- [Given records]:
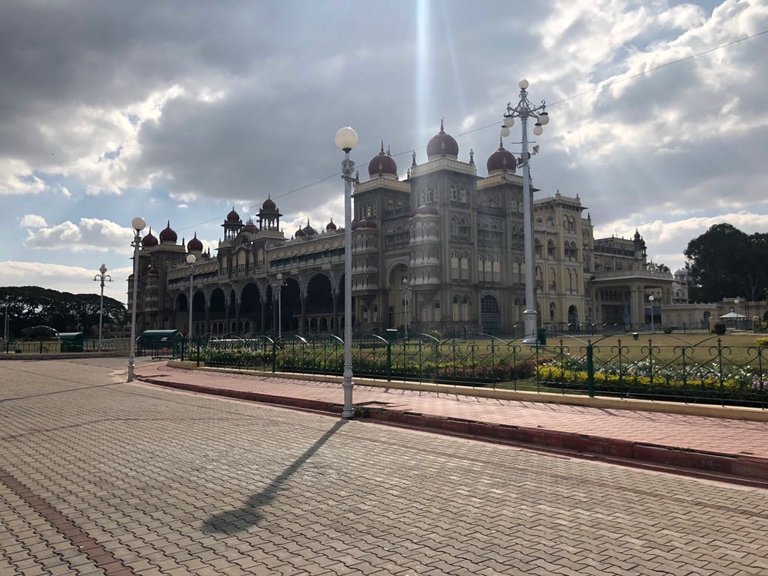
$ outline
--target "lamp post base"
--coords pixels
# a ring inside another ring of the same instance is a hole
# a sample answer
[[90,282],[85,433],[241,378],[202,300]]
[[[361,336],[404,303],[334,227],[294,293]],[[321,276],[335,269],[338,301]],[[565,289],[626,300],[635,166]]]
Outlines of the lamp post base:
[[538,338],[536,337],[536,324],[536,310],[523,310],[523,326],[525,328],[523,344],[534,346],[538,343]]
[[344,379],[341,387],[344,389],[344,409],[341,411],[341,417],[345,420],[350,420],[355,417],[355,407],[352,405],[352,389],[354,384],[352,383],[351,368],[344,369]]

- [About this task]: Print all entries exactly; skip the pictures.

- [Answer to the exercise]:
$ outline
--target "lamp post base"
--coords pixels
# a ring inside another ring of the same instance is a hole
# a sample answer
[[90,282],[85,433],[241,378],[202,300]]
[[[361,336],[404,303],[334,227],[294,293]],[[321,276],[335,269],[338,301]],[[565,289],[626,300],[635,166]]]
Outlines of the lamp post base:
[[538,338],[536,337],[536,324],[536,310],[523,310],[523,326],[525,328],[523,344],[534,346],[538,343]]
[[344,379],[341,387],[344,389],[344,409],[341,411],[341,417],[345,420],[350,420],[355,417],[355,407],[352,405],[352,389],[354,384],[352,383],[351,368],[344,369]]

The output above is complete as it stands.